Testo fornito:
· · · ·

Non esiste a oggi una base di dati accessibili e certi che consenta al cittadino di avere una chiara evidenza di quali sono i tempi per accedere alle cure sanitarie, né esiste uno standard di raccolta o di restituzione delle informazioni».

Il rapporto ha evidenziato un Centro debolissimo, ma anche Regioni che non hanno trovato la loro vera identità.

«Perché le cose funzionino bene è necessario uno Stato centrale forte coadiuvato da regioni altrettanto determinate», ha proseguito Venturi.

Non a caso, è emersa anche una incongruenza tra le diverse aziende sanitarie. I diversi enti hanno fornito due tipologie di risposte: il tempo di attesa medio; la percentuale di prestazioni erogate nei tempi prescritti.

Accountability e medicina digitale

Un altro elemento sottolineato è stato quello dell’accountability del SSN. In assenza di evidenze e di trasparenza sui tempi di attesa e di accesso alle cure, molti cittadini stanno virando su una sanità privata pura, elemento questo che rischia di mettere in pericolo l’esistenza stessa del SSN futuro.

Inoltre, la telemedicina oggi rappresenta un concetto molto diffuso ma già estremamente obsoleto. Il futuro risiede nella medicina digitale, un’infrastruttura di prestazioni e di servizi che vanno dalla diagnosi alla cura del paziente. La medicina digitale, però, si nutre di dati. Ne consegue che, in assenza di un’inversione di tendenza, non sarà possibile sfruttare questa importante occasione.

Indicatori di monitoraggio e datalake

I dati rappresentano il core perché possa esserci programmazione e pianificazione sanitaria. Per il futuro occorre superare i tetti di spesa e il modello a silos.

«Perché ci sia integrazione, territorialità, prossimità, telemedicina, interoperabilità e sostenibilità», ha sottolineato Francesco Saverio Mennini, professore di Economia Sanitaria presso l’Università di Roma Tor Vergata, è fondamentale contestualizzare linee guida e PDTA nel sistema sanitario nazionale nell’ottica dell’HTA.

· · · ·

Dati mostrati:
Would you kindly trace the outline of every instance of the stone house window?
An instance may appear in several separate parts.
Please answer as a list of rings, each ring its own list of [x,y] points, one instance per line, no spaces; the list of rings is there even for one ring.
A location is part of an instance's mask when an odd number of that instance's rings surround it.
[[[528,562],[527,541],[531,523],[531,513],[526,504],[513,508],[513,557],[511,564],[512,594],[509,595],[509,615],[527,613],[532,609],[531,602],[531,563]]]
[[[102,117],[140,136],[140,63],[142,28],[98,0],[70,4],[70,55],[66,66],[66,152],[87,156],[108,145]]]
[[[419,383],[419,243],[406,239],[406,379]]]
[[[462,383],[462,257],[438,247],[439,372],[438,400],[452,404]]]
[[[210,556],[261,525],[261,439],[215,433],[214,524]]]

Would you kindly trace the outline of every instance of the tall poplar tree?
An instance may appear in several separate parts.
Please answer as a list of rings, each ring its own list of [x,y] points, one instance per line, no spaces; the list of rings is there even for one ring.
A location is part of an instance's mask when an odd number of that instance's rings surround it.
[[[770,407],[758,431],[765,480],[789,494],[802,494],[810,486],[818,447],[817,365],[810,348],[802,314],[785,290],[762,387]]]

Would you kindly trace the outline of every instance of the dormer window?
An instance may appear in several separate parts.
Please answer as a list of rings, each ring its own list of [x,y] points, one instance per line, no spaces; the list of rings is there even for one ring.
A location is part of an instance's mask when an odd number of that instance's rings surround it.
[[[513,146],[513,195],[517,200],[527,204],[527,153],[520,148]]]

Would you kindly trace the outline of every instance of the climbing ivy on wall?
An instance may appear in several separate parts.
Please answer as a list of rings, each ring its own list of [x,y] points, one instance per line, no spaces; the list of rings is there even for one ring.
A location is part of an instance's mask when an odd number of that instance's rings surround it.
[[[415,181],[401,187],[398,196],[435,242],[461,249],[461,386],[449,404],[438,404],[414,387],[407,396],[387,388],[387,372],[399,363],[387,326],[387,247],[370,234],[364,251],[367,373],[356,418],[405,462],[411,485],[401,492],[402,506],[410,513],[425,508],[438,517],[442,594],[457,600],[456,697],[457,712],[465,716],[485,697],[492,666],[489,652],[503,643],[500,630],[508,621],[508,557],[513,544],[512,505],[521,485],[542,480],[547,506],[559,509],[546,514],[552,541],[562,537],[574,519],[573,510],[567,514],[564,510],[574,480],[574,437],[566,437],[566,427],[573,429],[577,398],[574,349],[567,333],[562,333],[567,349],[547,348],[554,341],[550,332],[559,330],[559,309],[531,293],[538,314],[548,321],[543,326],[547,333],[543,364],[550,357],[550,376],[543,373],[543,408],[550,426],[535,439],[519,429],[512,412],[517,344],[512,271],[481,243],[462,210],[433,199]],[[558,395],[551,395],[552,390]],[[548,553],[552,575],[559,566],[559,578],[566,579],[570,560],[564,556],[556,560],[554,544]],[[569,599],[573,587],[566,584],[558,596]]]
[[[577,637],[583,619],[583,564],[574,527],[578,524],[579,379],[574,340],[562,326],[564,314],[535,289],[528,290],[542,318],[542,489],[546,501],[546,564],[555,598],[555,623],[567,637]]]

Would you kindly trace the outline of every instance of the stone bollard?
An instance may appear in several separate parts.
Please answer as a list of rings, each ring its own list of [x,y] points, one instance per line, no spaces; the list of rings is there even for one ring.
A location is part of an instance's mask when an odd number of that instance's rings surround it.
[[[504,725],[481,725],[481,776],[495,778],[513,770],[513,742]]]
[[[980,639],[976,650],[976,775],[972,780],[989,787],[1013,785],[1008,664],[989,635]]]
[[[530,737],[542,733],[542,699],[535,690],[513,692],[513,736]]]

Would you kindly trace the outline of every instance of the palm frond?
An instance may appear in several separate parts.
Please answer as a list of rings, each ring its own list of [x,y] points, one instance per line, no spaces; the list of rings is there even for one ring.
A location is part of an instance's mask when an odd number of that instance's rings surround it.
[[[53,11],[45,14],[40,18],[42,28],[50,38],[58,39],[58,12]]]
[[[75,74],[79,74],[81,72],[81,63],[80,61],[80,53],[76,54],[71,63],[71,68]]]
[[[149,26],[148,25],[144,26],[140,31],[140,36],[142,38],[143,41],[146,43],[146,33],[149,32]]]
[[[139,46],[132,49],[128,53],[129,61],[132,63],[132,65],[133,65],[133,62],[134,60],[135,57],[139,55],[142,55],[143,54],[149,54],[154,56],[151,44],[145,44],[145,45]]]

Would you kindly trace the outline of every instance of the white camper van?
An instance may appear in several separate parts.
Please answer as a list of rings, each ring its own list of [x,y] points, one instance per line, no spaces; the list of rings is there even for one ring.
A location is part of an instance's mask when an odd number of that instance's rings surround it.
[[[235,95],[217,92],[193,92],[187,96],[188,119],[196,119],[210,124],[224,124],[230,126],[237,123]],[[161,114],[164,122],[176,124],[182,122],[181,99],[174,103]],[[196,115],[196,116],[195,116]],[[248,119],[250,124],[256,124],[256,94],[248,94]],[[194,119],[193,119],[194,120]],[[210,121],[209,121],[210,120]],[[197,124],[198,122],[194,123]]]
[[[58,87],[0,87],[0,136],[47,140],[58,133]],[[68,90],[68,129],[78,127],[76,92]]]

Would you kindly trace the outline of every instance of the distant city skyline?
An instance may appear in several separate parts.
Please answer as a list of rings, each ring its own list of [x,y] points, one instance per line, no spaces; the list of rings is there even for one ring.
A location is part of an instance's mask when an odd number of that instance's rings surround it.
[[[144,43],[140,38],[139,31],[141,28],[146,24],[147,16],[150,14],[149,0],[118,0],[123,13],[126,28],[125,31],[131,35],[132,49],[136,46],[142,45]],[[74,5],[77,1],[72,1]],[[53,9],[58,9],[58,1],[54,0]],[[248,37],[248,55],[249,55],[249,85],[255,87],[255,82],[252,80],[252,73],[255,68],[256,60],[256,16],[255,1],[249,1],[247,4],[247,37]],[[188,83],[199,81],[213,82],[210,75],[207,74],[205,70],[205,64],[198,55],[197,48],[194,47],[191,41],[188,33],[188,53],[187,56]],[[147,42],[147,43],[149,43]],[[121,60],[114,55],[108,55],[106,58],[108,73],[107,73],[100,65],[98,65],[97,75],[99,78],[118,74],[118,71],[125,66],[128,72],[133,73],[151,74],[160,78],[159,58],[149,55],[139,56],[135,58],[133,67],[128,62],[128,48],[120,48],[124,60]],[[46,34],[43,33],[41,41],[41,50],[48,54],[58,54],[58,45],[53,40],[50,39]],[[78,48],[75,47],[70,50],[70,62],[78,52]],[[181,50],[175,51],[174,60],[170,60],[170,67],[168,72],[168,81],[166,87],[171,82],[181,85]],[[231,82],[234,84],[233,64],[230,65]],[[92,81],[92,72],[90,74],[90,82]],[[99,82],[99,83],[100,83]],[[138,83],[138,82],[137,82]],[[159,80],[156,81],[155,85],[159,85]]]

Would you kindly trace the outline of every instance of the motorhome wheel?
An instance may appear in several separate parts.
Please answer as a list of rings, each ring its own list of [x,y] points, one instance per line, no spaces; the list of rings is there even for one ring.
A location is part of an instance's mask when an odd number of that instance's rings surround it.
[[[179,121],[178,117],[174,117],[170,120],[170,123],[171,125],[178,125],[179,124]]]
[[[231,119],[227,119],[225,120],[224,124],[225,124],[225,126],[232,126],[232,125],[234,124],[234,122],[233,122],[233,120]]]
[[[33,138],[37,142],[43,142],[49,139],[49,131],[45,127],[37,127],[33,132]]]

· · · ·

Il tuo compito: Riscrivi in forma più breve il paragrafo del testo fornito che comincia con «Inoltre, la telemedicina oggi», conservandone i fatti principali. Le voci costituiscono materiale separato dal testo.

Risposta: La telemedicina è un concetto diffuso ma già superato. Il futuro è la medicina digitale, un'infrastruttura di prestazioni e servizi che va dalla diagnosi alla cura. Poiché la medicina digitale si basa sui dati, senza un'inversione di tendenza non si potrà sfruttare questa occasione.